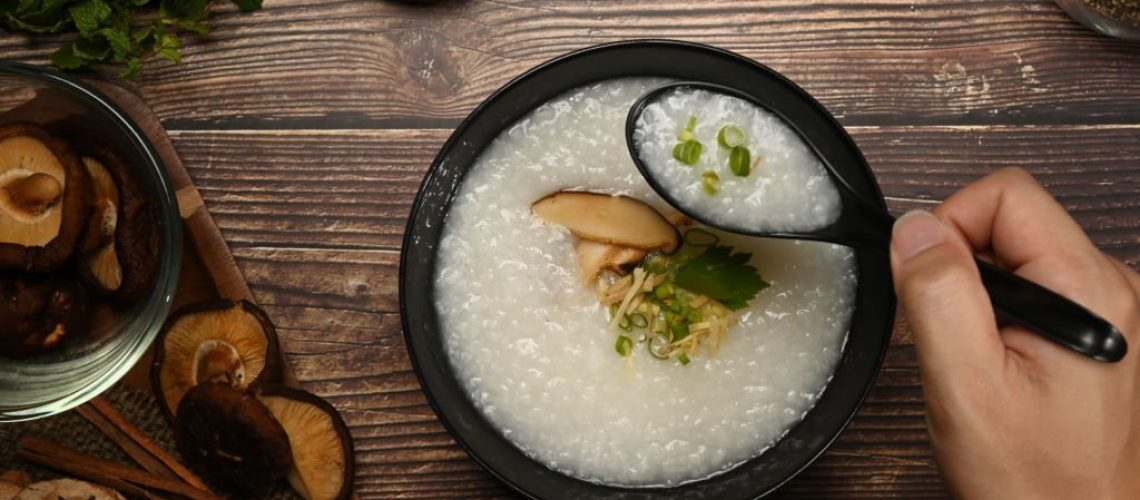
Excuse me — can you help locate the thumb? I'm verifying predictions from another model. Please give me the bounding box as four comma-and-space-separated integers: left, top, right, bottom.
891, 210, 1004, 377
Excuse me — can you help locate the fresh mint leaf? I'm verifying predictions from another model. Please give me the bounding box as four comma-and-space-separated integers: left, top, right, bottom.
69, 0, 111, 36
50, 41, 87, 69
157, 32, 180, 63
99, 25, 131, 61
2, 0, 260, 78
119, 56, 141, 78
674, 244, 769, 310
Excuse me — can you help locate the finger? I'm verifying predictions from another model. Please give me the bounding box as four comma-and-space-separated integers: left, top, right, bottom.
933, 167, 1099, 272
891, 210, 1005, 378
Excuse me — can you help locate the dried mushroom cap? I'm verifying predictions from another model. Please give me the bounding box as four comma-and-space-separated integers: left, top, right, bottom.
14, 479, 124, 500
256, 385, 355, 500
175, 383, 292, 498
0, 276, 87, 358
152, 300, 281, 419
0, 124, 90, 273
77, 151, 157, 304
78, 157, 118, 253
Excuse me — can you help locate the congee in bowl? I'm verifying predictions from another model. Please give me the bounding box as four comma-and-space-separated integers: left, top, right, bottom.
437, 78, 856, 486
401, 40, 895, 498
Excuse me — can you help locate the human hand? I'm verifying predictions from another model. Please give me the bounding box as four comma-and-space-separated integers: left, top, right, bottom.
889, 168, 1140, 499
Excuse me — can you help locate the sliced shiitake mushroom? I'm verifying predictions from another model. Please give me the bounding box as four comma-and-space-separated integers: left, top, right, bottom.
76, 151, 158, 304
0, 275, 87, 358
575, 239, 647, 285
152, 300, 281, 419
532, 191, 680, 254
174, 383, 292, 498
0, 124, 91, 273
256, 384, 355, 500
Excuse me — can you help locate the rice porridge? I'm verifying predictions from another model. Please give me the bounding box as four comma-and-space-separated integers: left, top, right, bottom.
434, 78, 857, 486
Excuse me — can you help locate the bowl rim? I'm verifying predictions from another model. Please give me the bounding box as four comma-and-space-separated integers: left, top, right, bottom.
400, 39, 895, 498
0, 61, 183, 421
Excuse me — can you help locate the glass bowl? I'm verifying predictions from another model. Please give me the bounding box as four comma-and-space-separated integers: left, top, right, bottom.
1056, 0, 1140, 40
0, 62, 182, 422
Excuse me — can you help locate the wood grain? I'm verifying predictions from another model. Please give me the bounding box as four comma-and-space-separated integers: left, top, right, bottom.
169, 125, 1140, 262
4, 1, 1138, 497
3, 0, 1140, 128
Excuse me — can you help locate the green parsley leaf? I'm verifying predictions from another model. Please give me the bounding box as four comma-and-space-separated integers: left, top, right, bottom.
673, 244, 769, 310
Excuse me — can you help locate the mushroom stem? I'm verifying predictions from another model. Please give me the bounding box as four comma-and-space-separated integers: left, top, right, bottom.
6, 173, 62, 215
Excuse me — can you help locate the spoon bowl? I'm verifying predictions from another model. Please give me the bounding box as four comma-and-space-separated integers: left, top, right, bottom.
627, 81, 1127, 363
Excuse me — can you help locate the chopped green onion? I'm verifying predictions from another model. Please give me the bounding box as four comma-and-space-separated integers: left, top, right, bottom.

...

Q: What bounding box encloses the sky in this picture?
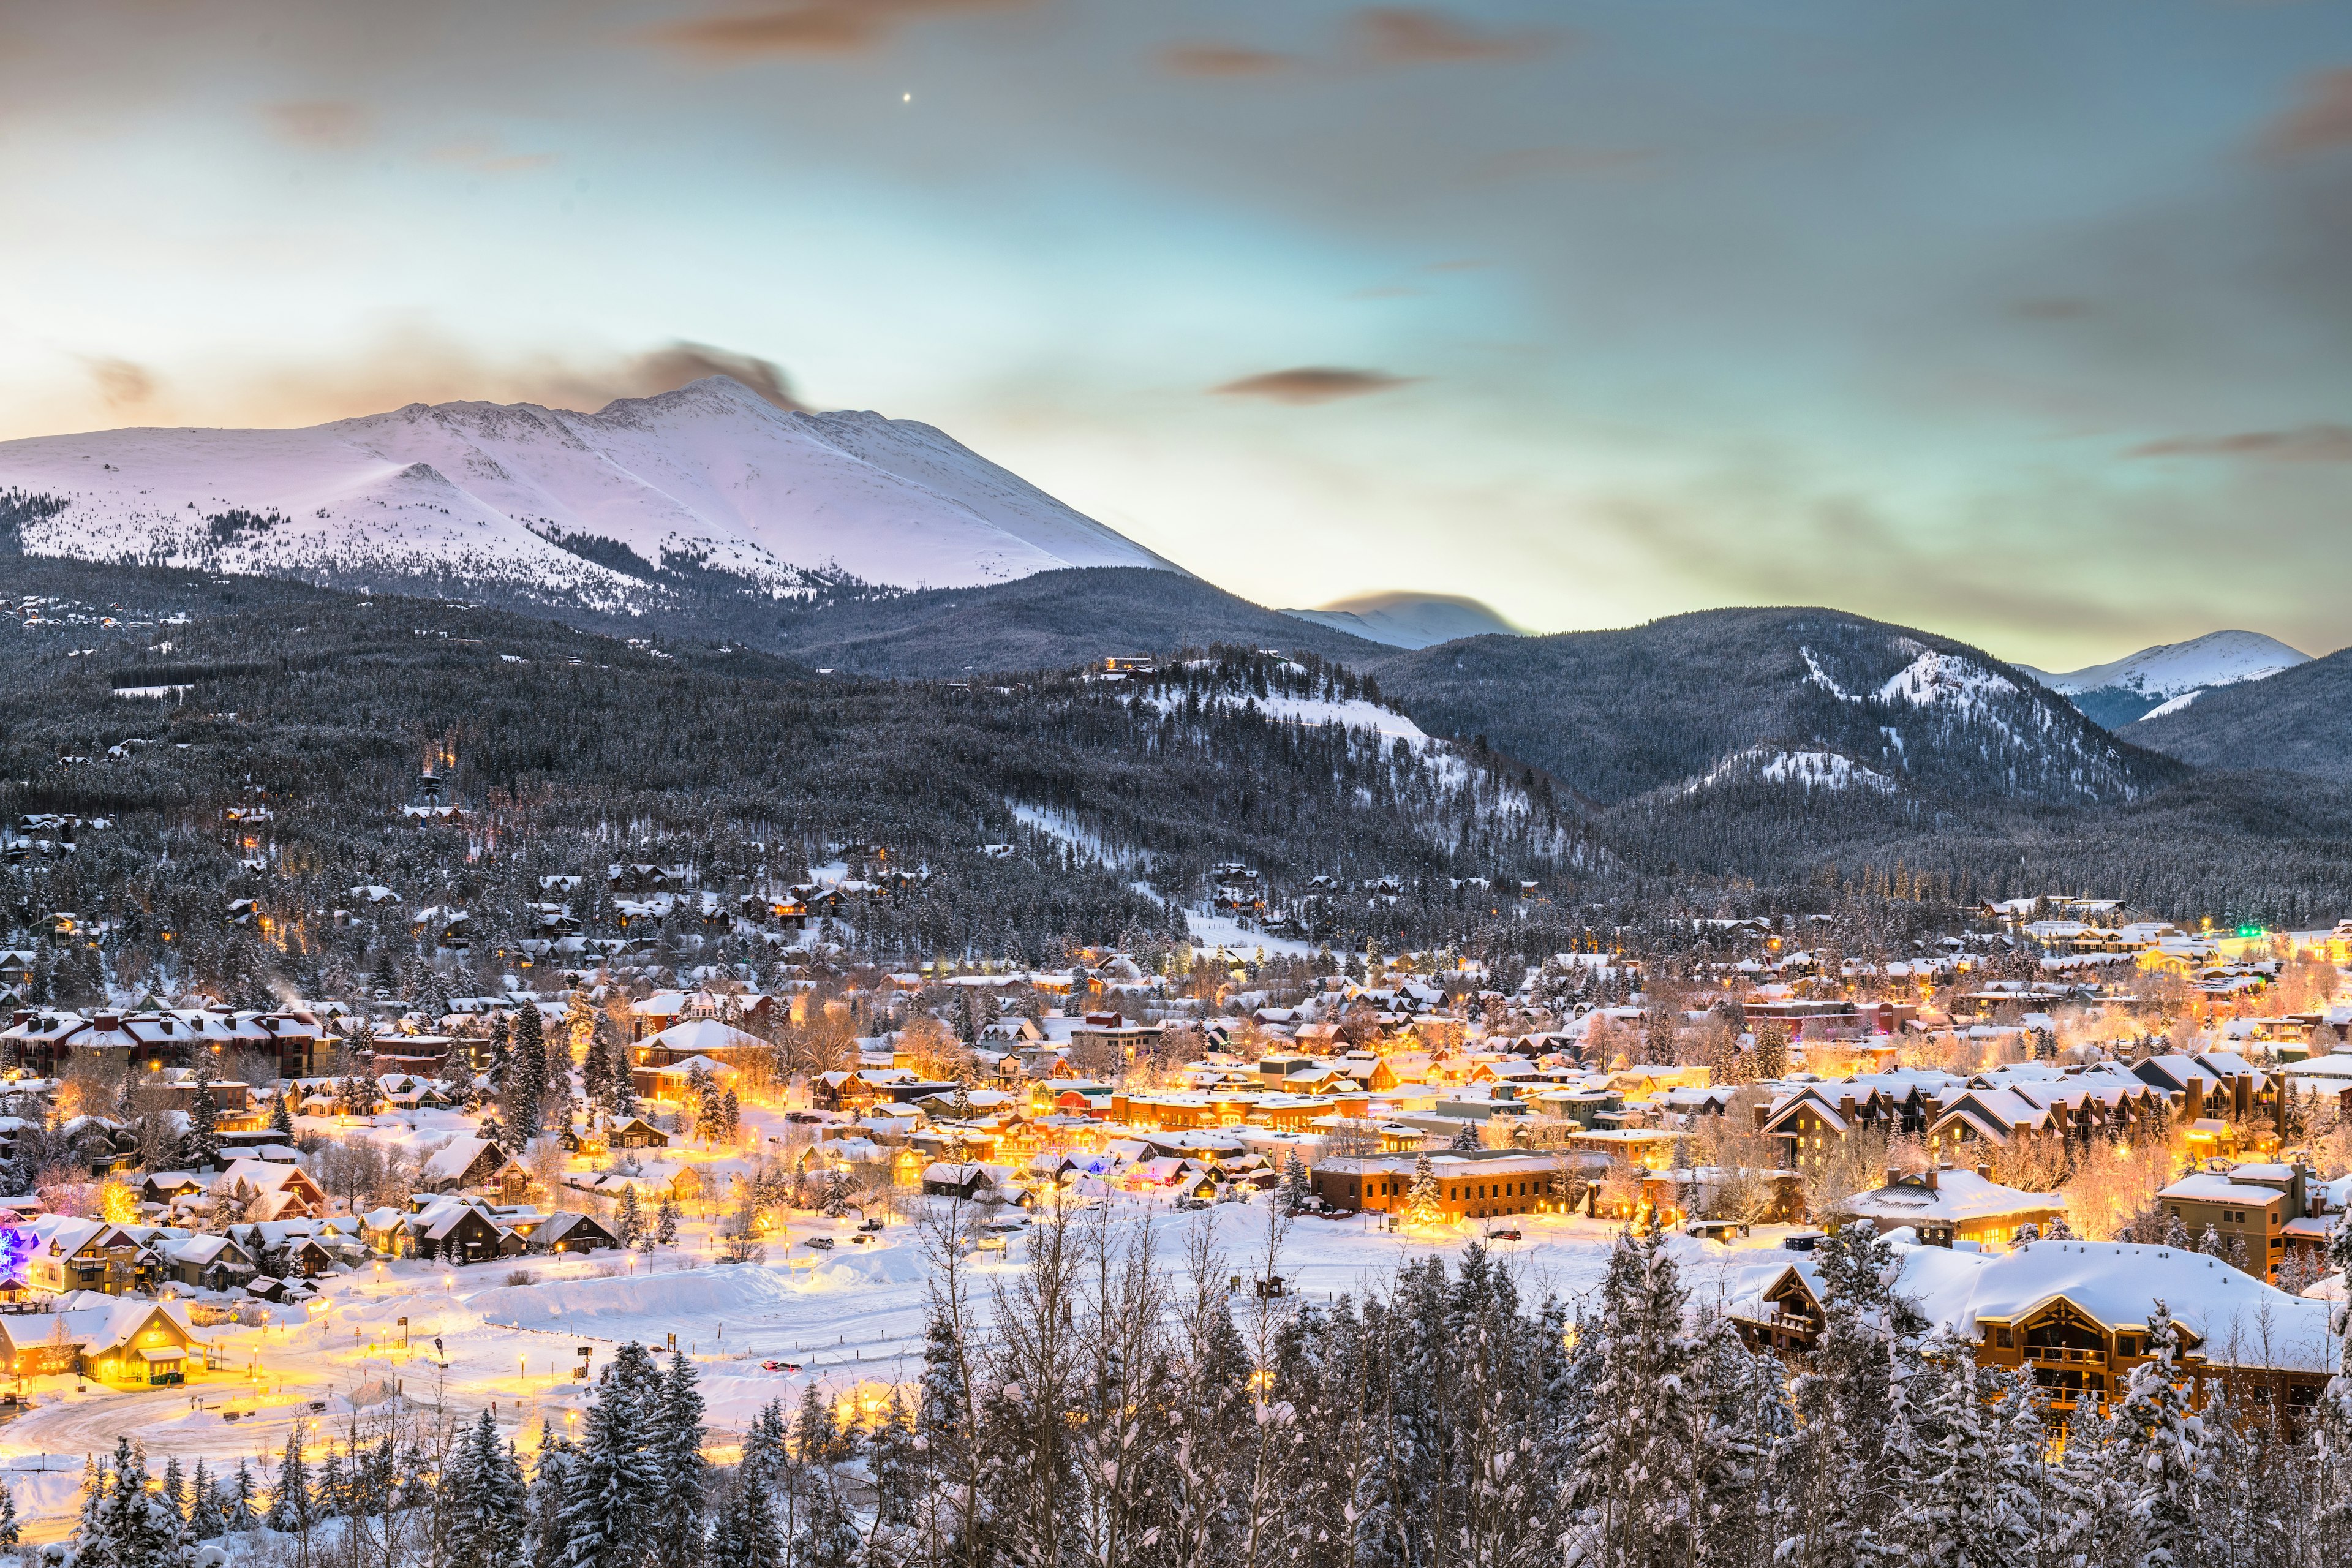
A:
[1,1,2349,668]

• What you need to do
Write out only the lines that run from the line containing "Excuse me — can you help locate the mushroom" through the line containing "Excuse me — can you help locate the chopped", both included, exactly as they appear above.

• Exercise solution
Excuse me — can you help locate the mushroom stem? I'm verifying predictions from another model. Please give me the bounding box as four comma-and-space-separated integers: left, top, right, bottom.
6, 173, 62, 215
Excuse me — can you help locate the spoon bowl? I'm verifying predictions from another model. Please give me the bounding box as four comma-and-space-separated integers: left, top, right, bottom.
627, 81, 1127, 363
Excuse me — can you help locate the chopped green onion? I'm verifying predictions from another model. Please give me the bounding box as four comma-and-space-separated integers: left, top, right, bottom.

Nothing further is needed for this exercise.